*** Opening Given records ***
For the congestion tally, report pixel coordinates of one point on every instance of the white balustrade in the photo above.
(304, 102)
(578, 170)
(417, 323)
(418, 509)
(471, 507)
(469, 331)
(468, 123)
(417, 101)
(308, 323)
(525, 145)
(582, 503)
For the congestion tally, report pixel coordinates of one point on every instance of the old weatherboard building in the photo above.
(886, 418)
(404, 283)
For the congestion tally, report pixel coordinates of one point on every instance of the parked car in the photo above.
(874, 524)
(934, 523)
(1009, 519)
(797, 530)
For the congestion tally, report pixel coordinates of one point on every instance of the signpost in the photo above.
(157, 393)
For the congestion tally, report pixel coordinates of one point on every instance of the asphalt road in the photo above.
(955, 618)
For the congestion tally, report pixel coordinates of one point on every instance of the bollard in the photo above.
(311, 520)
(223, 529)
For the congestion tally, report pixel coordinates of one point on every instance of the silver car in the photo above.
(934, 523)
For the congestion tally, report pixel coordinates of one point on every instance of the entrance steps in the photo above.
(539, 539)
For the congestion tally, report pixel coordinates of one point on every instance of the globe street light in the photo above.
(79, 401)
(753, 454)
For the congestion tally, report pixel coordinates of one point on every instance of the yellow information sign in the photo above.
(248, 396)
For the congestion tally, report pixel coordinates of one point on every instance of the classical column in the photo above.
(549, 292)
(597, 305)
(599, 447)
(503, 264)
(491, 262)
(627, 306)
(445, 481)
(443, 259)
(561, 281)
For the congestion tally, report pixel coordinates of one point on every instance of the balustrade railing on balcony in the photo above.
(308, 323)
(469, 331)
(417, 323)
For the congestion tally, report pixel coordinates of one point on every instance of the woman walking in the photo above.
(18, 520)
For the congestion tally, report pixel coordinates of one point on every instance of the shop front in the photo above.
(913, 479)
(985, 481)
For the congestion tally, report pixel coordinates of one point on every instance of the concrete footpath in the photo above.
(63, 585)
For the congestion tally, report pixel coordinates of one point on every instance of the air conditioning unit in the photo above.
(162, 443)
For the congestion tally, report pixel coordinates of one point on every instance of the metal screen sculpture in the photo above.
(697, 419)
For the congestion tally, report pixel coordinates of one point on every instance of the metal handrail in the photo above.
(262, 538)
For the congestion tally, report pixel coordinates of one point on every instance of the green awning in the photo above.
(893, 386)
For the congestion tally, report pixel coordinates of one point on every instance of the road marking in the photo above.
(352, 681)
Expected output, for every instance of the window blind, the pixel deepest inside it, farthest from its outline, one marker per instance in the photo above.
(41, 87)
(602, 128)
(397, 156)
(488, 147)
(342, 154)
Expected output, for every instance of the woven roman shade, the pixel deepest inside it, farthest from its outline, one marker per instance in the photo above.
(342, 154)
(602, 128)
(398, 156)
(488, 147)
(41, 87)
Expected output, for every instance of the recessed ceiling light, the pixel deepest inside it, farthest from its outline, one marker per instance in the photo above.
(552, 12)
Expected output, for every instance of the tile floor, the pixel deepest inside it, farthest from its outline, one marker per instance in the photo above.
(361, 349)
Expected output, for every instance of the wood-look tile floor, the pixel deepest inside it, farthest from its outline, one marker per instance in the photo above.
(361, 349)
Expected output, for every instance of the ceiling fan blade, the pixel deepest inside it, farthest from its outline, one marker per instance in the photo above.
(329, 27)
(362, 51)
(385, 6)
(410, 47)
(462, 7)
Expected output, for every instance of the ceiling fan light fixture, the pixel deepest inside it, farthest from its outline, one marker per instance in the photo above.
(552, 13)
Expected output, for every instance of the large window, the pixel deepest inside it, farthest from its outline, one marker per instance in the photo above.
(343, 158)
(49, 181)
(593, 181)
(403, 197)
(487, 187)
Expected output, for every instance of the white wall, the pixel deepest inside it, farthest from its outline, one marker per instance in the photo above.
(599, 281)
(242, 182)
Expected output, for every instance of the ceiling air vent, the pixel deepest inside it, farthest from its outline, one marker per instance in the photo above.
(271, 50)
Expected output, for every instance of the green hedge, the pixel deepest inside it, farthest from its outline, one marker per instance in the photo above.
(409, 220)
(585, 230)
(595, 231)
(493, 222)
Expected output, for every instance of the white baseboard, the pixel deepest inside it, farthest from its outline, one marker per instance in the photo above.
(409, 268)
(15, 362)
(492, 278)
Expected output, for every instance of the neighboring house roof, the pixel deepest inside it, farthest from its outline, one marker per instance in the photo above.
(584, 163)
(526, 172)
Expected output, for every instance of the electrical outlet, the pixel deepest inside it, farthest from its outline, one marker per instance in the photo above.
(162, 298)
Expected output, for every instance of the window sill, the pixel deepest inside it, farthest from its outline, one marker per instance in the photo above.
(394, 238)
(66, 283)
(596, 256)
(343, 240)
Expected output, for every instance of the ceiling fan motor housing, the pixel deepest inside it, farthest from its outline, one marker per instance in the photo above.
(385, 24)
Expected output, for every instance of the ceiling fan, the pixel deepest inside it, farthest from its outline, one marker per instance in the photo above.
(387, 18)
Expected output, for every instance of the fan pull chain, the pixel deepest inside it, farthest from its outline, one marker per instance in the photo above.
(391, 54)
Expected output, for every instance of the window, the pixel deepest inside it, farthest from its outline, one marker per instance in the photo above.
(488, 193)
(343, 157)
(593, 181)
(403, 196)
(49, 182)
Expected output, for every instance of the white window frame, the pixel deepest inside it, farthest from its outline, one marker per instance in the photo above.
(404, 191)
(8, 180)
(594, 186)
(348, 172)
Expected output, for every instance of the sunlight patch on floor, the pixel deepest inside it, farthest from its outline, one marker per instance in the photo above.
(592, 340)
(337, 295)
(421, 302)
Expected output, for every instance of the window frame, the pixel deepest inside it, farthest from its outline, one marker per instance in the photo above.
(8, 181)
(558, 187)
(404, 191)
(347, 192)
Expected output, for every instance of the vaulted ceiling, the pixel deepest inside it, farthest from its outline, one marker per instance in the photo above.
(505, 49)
*** Closing Given records ***
**Your instructions**
Repeat all the entries above without altering anything.

**Output of the exercise**
For the congestion tally, report pixel coordinates of one point on every instance of the white balustrade in the photo above.
(304, 102)
(578, 170)
(417, 323)
(418, 509)
(471, 507)
(469, 331)
(468, 123)
(417, 101)
(308, 323)
(525, 145)
(582, 503)
For the congestion tally, report pixel coordinates of one point on every instance of the old weatherboard building in the photo above.
(886, 418)
(404, 283)
For the congestion tally, report pixel coordinates of one point on every instance of the parked car in the photo above.
(874, 524)
(934, 523)
(1009, 519)
(797, 530)
For the congestion tally, report pixel coordinates of one point on every instance of the signpost in the photo above.
(157, 393)
For the congestion tally, report pixel coordinates of one point on every instance of the asphalt road in the photo above.
(955, 618)
For the congestion tally, report pixel coordinates of one point on every instance of the bollard in the photo above.
(311, 520)
(223, 529)
For the congestion tally, report pixel coordinates of one point on every instance of the silver car in the photo above.
(934, 523)
For the congestion tally, report pixel coordinates of one point on every instance of the entrance steps in the photo above.
(539, 539)
For the congestion tally, report pixel coordinates of one point on every instance of the globe street light in the photo above.
(79, 401)
(753, 454)
For the congestion tally, report pixel coordinates of one point on every instance of the yellow information sign in the photo above.
(248, 396)
For the congestion tally, report pixel coordinates of one point on every instance of the classical column in the photo above.
(549, 292)
(597, 305)
(599, 447)
(503, 264)
(491, 262)
(627, 306)
(445, 481)
(443, 259)
(561, 281)
For the congestion tally, report pixel coordinates of one point on every instance of the balustrade railing on balcony in the photo above.
(308, 323)
(469, 331)
(417, 323)
For the congestion tally, report pixel coordinates of one point on every instance of the woman walking in the photo above.
(18, 520)
For the congestion tally, report pixel coordinates of one point on every instance of the shop front in the photo above.
(913, 479)
(985, 481)
For the congestion tally, report pixel coordinates of one point on every instance of the concrete footpath in the photo above.
(63, 585)
For the congestion tally, report pixel coordinates of one point on every instance of the air conditioning unit in the photo above.
(162, 443)
For the congestion tally, report pixel coordinates of one point on every instance of the metal screen sculpture in the photo above.
(697, 419)
For the congestion tally, report pixel coordinates of one point on every instance of the metal handrail in the photo above.
(262, 538)
For the congestion tally, report pixel coordinates of one point on every instance of the green awning in the photo above.
(893, 386)
For the congestion tally, report pixel coordinates of one point on every instance of the road marking in the photo above.
(352, 681)
Expected output, for every instance of the window blind, the pixel deepest inside it, farthest from its outline, one marker per instance in the photo above.
(41, 87)
(602, 128)
(397, 156)
(488, 147)
(342, 154)
Expected output, for every instance of the woven roman shade, the pixel deepest inside it, farthest from its outline, one marker per instance in the photo above.
(342, 154)
(602, 128)
(398, 156)
(488, 147)
(41, 87)
Expected output, for every instance of the recessed ceiling light, the pixel deepest inside it, farthest from its outline, one marker per instance in the photo above.
(552, 12)
Expected output, for every instance of the tile floor, the pixel deepest inside it, farthest from its outline, one marker per instance in the photo above.
(361, 349)
Expected output, for every instance of the wood-look tile floor, the pixel deepest inside it, farthest from its outline, one marker per instance in the photo above.
(361, 349)
Expected output, for every instance of the ceiling fan blade, the pixel deepest inside it, farthest from its outline, one marker per instance in the photo above.
(329, 27)
(362, 51)
(385, 6)
(410, 47)
(462, 7)
Expected output, for every instance of the ceiling fan light fixture, the pixel deepest inside it, farthest from its outline, one marker per instance in the photo above.
(552, 13)
Expected output, for every instance of the large window, the pixel deepest inside it, farthest from its outline, one marker per instance in the photo above.
(343, 158)
(49, 181)
(593, 181)
(403, 197)
(487, 187)
Expected output, for every instance of the white wall, the pixel deepest inside it, farthest from its outline, one marker per instance in the photo above.
(599, 281)
(242, 182)
Expected output, for every instance of the ceiling air vent, the pixel deepest inside it, farthest from its outline, one marker per instance in the photo above.
(271, 50)
Expected output, for every instance of the green hedge, the pixel deepest inside it, farthest from its outline, one marker per instance in the photo above.
(409, 220)
(585, 230)
(595, 231)
(493, 222)
Expected output, for every instance of the white baseboard, the pixel deepest inside it, farthest from its outline, one marker per instance in the photo above.
(409, 268)
(15, 362)
(492, 278)
Expected output, for every instance of the neighboring house roof, the pixel deepest inside it, farthest from its outline, one marker per instance in the photo above.
(584, 163)
(526, 172)
Expected output, for every instance of the electrical outlet, the pixel deepest inside it, farthest from its outline, one marker per instance in the photo above.
(162, 298)
Expected output, for every instance of the window sill, the pixel deepest inside it, farthest from its outline, one marker per instance in the photo above.
(394, 238)
(66, 283)
(596, 256)
(343, 240)
Expected output, for every instance of the ceiling fan motor housing, the pixel deepest inside it, farthest from its outline, one marker per instance in the photo above.
(385, 24)
Expected output, for every instance of the ceiling fan, the pixel deepest inside it, farthest from its outline, one marker per instance in the photo above.
(387, 18)
Expected output, for every instance of the fan pull chain, the pixel deepest inside it, farthest from its outline, one marker per instance in the photo above.
(391, 54)
Expected output, for every instance of the window, the pixel deepest inside it, farthest from its outline, one marker per instance in the photo above.
(488, 193)
(343, 157)
(593, 181)
(403, 196)
(49, 182)
Expected output, for every instance of the white window frame, the pixel deepest inside it, farthest from its outline, one marker per instance in the photo above.
(404, 191)
(8, 180)
(594, 186)
(348, 172)
Expected output, for every instance of the sunlight patch on floor, the pixel deepest inside it, farthest from its outline, one marker per instance in the photo above.
(592, 340)
(337, 295)
(421, 302)
Expected output, for every instance of the window frame, the pixel deepest inside it, farthest from its outline, one marker per instance in the photo above.
(8, 181)
(558, 187)
(404, 191)
(347, 192)
Expected output, for every instance of the vaulted ceiling, the pixel deepest inside it, farthest from its outline, one marker per instance in the photo above.
(505, 49)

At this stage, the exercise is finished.